#### Prompt:
Copy the lines below, changing every "Target" to "Label" and keeping everything else the same. Leave the pictures out.

#### Available records:
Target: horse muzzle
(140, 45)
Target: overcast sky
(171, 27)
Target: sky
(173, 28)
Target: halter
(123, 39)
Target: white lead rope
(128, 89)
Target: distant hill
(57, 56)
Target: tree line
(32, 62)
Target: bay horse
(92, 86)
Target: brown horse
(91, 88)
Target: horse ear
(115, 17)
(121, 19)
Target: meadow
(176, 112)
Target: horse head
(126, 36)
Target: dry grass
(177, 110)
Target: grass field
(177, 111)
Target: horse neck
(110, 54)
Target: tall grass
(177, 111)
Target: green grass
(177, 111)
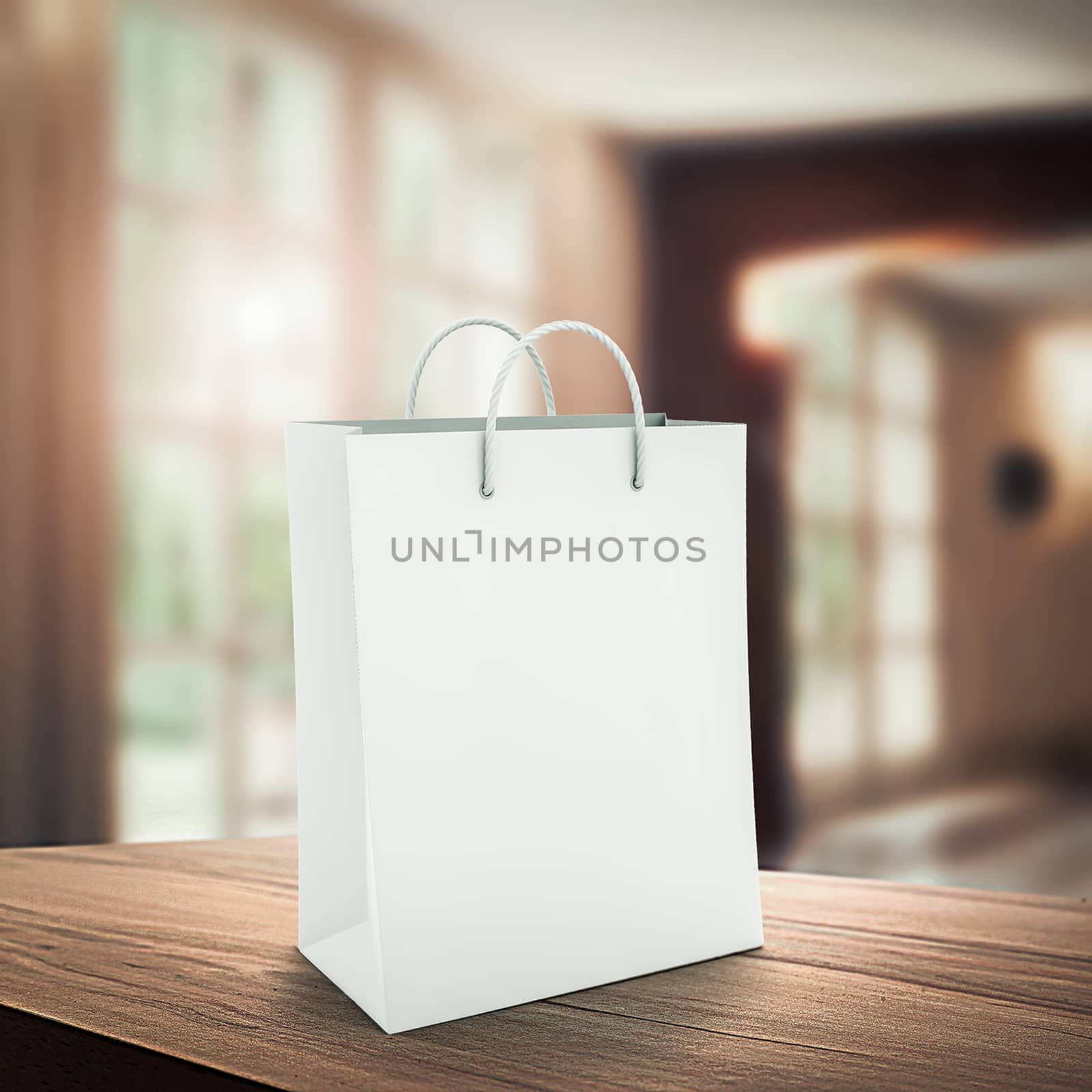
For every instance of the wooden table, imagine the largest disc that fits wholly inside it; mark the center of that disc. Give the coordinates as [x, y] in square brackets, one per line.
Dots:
[138, 966]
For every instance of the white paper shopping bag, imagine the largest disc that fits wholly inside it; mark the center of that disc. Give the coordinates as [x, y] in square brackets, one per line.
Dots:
[523, 726]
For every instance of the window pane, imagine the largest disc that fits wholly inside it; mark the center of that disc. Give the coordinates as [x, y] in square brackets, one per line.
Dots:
[263, 562]
[171, 287]
[416, 179]
[827, 718]
[826, 326]
[904, 474]
[497, 242]
[824, 461]
[904, 590]
[906, 704]
[169, 580]
[826, 575]
[287, 103]
[284, 336]
[269, 748]
[169, 762]
[169, 103]
[411, 317]
[904, 369]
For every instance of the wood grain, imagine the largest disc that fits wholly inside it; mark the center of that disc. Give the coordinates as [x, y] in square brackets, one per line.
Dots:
[188, 950]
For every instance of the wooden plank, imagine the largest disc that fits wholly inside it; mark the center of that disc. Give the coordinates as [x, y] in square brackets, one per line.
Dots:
[188, 950]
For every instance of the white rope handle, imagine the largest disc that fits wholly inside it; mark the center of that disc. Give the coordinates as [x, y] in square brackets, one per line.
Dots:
[491, 424]
[478, 321]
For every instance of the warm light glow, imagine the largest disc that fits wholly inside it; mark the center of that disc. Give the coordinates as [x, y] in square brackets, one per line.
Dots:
[1062, 358]
[762, 298]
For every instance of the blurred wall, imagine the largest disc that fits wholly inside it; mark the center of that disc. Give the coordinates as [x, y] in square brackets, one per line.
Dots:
[1018, 595]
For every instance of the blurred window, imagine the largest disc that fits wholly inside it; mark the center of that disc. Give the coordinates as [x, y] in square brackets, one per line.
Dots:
[234, 242]
[864, 507]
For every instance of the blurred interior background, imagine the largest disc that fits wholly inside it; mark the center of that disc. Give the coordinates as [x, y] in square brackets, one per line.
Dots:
[864, 229]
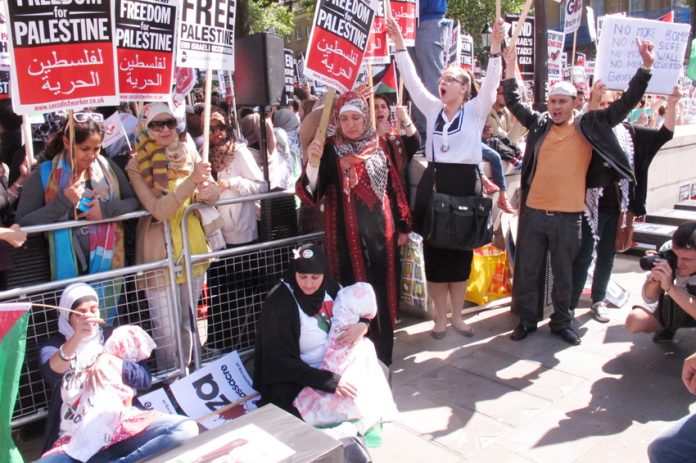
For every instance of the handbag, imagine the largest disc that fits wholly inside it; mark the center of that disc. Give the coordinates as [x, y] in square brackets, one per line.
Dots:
[624, 231]
[460, 223]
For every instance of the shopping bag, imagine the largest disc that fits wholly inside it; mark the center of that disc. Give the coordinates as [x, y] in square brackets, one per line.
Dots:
[413, 286]
[490, 276]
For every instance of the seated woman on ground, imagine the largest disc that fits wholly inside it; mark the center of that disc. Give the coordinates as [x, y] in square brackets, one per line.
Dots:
[73, 362]
[292, 334]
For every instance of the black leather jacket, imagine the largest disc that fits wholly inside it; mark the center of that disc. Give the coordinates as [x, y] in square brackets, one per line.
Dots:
[594, 126]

#### Answer for this exercise:
Label: horse muzzle
(140, 45)
Label: overcast sky
(171, 27)
Label: sky
(173, 28)
Label: halter
(123, 39)
Label: white lead rope
(128, 89)
Label: distant hill
(57, 56)
Label: tree line
(32, 62)
Label: bay horse
(92, 86)
Label: brown horse
(91, 88)
Label: horse ear
(115, 17)
(121, 19)
Label: meadow
(176, 112)
Label: horse head
(126, 36)
Label: dry grass
(177, 110)
Label: grass field
(177, 111)
Label: horse neck
(110, 54)
Label: tall grass
(177, 111)
Label: green grass
(177, 111)
For every instance of the wooden table, imagine the largest disc that fits wholly inside it; mark the center of that disc. Give the coordinates as [x, y] in square brackets, one per line.
Dots:
[138, 966]
For every instance of the white paper shopping bag, imagine the largest disc that fits wholly inside it; mark the center of that disc. Give the coordinates as [x, y] in square brackets, one per line.
Dots:
[523, 726]
For every instance of the window pane, imagine the largest disc that fits wholly inside it; mark the center of that disc. Give the coordinates as [x, y] in square brackets, one per line.
Dots:
[263, 562]
[171, 287]
[416, 179]
[827, 718]
[826, 326]
[904, 474]
[497, 242]
[824, 461]
[904, 590]
[906, 704]
[169, 580]
[826, 575]
[287, 103]
[284, 336]
[269, 748]
[169, 762]
[169, 103]
[411, 317]
[904, 369]
For every instance of the wood grain, imagine the largest disc that fits wholly inside it; mark the center of that disc. Give the coordinates as [x, y] in square brackets, one per line.
Dots:
[188, 950]
For every instance of the wooden plank, imagine the largest disc that fits wholly inside it; mark the center of that disc. Give the coordinates as [x, y] in square brackets, one per line.
Dots:
[188, 950]
For every instance of the white rope handle, imagine the largest disc that fits wholly inside it; mark the center of that disc. Give the coordinates as [x, y] in square brackets, one per line.
Dots:
[491, 424]
[478, 321]
For every instance of the warm light glow, imagine the largest disc that fits wholly inside it; mark the center of that disc. Give the coordinates as [x, y] in square brackets, one per line.
Dots:
[1062, 358]
[762, 298]
For every instance of the blurred wall, imagine the largest disc that fits wholly inside it; mark the center of that disc. Give the coordinates as [x, y] in square brackets, one per line.
Dots:
[1018, 595]
For every instance of the blurred window, imagine the largest disc that fits wholly inside it; mark the center of that disc. Give the coordinates as [x, y] in square brackets, one per line.
Dots:
[234, 242]
[864, 507]
For every instance of the blurred interior background, imagine the largest disc that fits wholly inside it; mark the center of that disc. Give the coordinates as [x, y] in square brackets, one per line.
Dots:
[864, 229]
For every instance of the handbag, imagine the largest disc that fits wholly inside it; mark the center of that disc. Give the coordinates as [x, y] in square brackets, one per line.
Dots:
[624, 231]
[460, 223]
For every instance of the shopping bag, imagine the largest disc that fits wholly inside it; mark the center of that disc. Give the coordinates as [x, y] in square brackets, one per line.
Dots:
[413, 286]
[490, 276]
For every instance of the seated woman on ground, imagine the largest disc that fits wholly inside it; mark the center of that disc. Give the coordinates as [x, y] in square brackets, one per line.
Dots:
[73, 362]
[292, 334]
For every instance of the black leather jacket, imagine the largest disc that fits wholly inside it; mark the center of that disc. Give the coordinates as [x, y] in square brackets, one per line.
Dots:
[594, 126]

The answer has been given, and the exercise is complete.